Digital Humanities Projects
 — by Robert W. Williams

This page is updated for 1 November 2023. I added Section 9, which contains a work flow using regular expression search protocols to decipher illegible letters in the words of a digitized Du Bois manuscript.

 The General Purpose of the Retextualizer Project

 Retextualizer is a browser-based application for digital humanities ​(DH) research that is designed to facili­tate new inter­pre­ta­tions of a text, spe­cif­i­cally by disassem­bling texts into mean­ing­ful com­po­nents (here sentences), and then reassem­bling the com­ponents into dif­ferent con­figura­tions, whether in reverse order or in random arrange­ments.

 Retextualizer rearranges the original essay by juxta­posing sentences​​perhaps jar­ringly​​that were not initially so posi­tioned; it thereby can pro­vide the con­di­tions for new insights into the text, its ideas, and its themes.

 Each Retextualizer web page repeats the project's general pur­pose, as well as the instruc­tions, which also can be read below. In addition, each project page will contain further information relevant to that specific essay.

 Retextualizing the Works of W.E.B. Du Bois

 "Souls of Black Folk" [SBFI](The Independent, 1904)

 "The Individual and Social Conscience" [IASC](1905)

 "Address to the Country" [ATTC](1906)

 "The Nature of Intellectual Freedom" [IFRE](1949)

 "Apologia", Suppression of the African Slave-Trade [SSTA](1954)

 "Postscript", The Ordeal of Mansart [PSOM](1957)

 The Project Goals of Retextualizer

Digital Humanities Research:

 Texts can be read in sequence as created and/or pre­sented, pub­licly or other­wise. With computers, we can digitally interact with such works. In their written forms as types­cripts or manu­scripts texts can be digitized and then can be (re-)ana­lyzed and (re-)inter­preted via computer software. Section 6 below lists online resources that cover various dimensions of the digital humanities. Many more resources can be located via Internet searches.

◆ ◆ ◆

▸ **Given exercise 1**: Can you repeat the part of the Retextualizer page starting at "The General Purpose" and ending at "that specific essay.", word for word?

[Records in a dataset]

◆ ◆ ◆

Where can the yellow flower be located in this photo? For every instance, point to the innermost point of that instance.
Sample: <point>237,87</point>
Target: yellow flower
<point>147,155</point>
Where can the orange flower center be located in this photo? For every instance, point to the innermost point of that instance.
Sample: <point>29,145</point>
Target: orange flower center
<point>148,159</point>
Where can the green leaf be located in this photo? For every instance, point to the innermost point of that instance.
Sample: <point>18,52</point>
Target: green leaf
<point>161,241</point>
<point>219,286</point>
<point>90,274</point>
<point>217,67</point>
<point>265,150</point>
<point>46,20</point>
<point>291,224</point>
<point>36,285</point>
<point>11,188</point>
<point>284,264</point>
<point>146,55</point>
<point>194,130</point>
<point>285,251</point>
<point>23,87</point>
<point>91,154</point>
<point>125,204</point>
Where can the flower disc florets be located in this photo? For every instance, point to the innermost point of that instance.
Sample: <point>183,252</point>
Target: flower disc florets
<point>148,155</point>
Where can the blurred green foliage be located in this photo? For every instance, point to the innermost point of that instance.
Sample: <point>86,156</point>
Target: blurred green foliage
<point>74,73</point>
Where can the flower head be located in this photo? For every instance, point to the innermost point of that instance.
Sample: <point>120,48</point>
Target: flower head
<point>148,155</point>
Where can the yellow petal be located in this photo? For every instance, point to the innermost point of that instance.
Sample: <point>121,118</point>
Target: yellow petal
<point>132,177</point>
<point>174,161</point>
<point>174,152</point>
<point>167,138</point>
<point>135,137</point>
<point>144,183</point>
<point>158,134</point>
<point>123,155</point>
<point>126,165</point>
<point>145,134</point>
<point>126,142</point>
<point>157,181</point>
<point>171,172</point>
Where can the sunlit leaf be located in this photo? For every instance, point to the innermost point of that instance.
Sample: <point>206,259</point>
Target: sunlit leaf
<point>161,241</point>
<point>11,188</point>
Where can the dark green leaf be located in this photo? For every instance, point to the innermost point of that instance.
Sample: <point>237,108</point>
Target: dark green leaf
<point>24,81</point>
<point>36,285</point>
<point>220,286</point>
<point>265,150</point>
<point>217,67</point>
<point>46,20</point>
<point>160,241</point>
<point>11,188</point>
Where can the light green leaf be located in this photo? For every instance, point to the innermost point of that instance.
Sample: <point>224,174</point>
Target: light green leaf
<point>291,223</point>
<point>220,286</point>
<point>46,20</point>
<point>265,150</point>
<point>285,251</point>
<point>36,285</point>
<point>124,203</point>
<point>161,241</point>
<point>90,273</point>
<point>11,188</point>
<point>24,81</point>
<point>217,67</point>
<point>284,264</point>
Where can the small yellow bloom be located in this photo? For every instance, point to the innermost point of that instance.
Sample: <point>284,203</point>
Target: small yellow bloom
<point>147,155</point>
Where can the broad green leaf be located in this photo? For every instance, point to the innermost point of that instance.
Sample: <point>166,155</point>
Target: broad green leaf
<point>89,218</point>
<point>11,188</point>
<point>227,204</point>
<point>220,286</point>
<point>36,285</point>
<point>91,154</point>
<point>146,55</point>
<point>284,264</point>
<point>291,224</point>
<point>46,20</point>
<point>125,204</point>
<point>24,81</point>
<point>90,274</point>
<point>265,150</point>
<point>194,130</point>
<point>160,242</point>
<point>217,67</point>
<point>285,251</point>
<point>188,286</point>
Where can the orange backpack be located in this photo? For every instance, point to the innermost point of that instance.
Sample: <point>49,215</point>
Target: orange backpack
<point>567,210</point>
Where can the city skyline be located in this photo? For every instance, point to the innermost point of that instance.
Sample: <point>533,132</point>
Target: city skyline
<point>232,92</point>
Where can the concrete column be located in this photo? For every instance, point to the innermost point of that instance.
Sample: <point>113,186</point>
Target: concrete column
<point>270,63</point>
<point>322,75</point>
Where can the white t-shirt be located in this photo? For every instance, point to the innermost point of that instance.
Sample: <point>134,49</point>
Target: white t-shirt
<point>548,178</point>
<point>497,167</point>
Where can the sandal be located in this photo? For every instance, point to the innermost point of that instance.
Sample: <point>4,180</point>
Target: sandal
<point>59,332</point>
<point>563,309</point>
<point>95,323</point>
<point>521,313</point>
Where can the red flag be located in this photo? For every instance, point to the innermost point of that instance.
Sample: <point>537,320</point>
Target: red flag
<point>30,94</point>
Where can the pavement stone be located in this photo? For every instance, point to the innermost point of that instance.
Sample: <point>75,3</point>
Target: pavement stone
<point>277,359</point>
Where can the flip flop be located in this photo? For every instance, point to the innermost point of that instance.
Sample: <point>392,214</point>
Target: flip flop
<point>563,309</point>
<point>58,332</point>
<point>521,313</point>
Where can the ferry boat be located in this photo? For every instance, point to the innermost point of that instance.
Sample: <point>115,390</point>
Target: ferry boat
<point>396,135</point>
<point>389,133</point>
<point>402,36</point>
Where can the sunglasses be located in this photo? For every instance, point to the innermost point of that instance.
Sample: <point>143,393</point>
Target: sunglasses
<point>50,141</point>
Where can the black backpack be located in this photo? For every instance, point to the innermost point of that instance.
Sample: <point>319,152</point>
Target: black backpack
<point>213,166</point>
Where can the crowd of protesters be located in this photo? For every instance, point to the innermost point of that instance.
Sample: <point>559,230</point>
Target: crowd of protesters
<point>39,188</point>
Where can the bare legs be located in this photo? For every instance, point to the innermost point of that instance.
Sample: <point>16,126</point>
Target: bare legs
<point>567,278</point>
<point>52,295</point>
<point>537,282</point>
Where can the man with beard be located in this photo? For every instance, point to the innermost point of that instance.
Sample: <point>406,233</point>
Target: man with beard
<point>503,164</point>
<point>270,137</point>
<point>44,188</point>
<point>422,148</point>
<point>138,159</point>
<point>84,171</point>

◆ ◆ ◆

▸ **Given exercise 2**: Could you reproduce the lines of the listing starting at the line that contains "Where can the orange backpack" and ending at the line that contains "<point>567,210</point>", both included, with no changes?

▸ **Solution 1**:
The General Purpose of the Retextualizer Project

 Retextualizer is a browser-based application for digital humanities ​(DH) research that is designed to facili­tate new inter­pre­ta­tions of a text, spe­cif­i­cally by disassem­bling texts into mean­ing­ful com­po­nents (here sentences), and then reassem­bling the com­ponents into dif­ferent con­figura­tions, whether in reverse order or in random arrange­ments.

 Retextualizer rearranges the original essay by juxta­posing sentences​​perhaps jar­ringly​​that were not initially so posi­tioned; it thereby can pro­vide the con­di­tions for new insights into the text, its ideas, and its themes.

 Each Retextualizer web page repeats the project's general pur­pose, as well as the instruc­tions, which also can be read below. In addition, each project page will contain further information relevant to that specific essay.

▸ **Solution 2**:
Where can the orange backpack be located in this photo? For every instance, point to the innermost point of that instance.
Sample: <point>49,215</point>
Target: orange backpack
<point>567,210</point>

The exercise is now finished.